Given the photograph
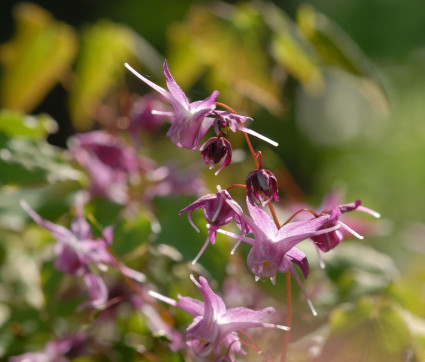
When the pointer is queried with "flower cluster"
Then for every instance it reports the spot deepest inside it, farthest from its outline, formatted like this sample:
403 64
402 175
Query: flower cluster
114 168
273 247
79 253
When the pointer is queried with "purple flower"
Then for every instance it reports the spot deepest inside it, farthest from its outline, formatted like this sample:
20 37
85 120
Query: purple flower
273 250
143 116
55 351
214 150
328 241
111 164
190 121
214 327
225 121
260 182
77 249
170 180
217 212
98 292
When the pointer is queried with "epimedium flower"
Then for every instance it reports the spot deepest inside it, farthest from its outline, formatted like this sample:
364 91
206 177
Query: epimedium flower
111 164
261 186
217 212
214 328
214 150
58 350
190 121
273 249
76 248
226 121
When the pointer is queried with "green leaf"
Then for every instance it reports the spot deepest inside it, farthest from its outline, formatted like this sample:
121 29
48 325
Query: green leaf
51 201
228 45
29 162
336 48
37 57
14 123
357 270
105 48
291 50
370 330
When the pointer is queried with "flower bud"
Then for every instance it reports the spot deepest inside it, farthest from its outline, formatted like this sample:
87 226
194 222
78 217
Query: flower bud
261 186
214 150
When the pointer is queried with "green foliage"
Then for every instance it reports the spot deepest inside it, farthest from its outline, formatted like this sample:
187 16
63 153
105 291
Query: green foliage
39 55
370 330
**********
▸ **WORK TASK**
Copy all the lines above that hold the string "When".

▸ **ANSWER FOR THIS EXERCISE**
When the pointer is queried with "flower cluster"
When the pointer is queried with "purple flower"
When the pointer is queried with "epimedium flower"
When the pointer is queried with "green leaf"
When the pointer is queried with "flower bud"
When the pointer is queried with "green foliage"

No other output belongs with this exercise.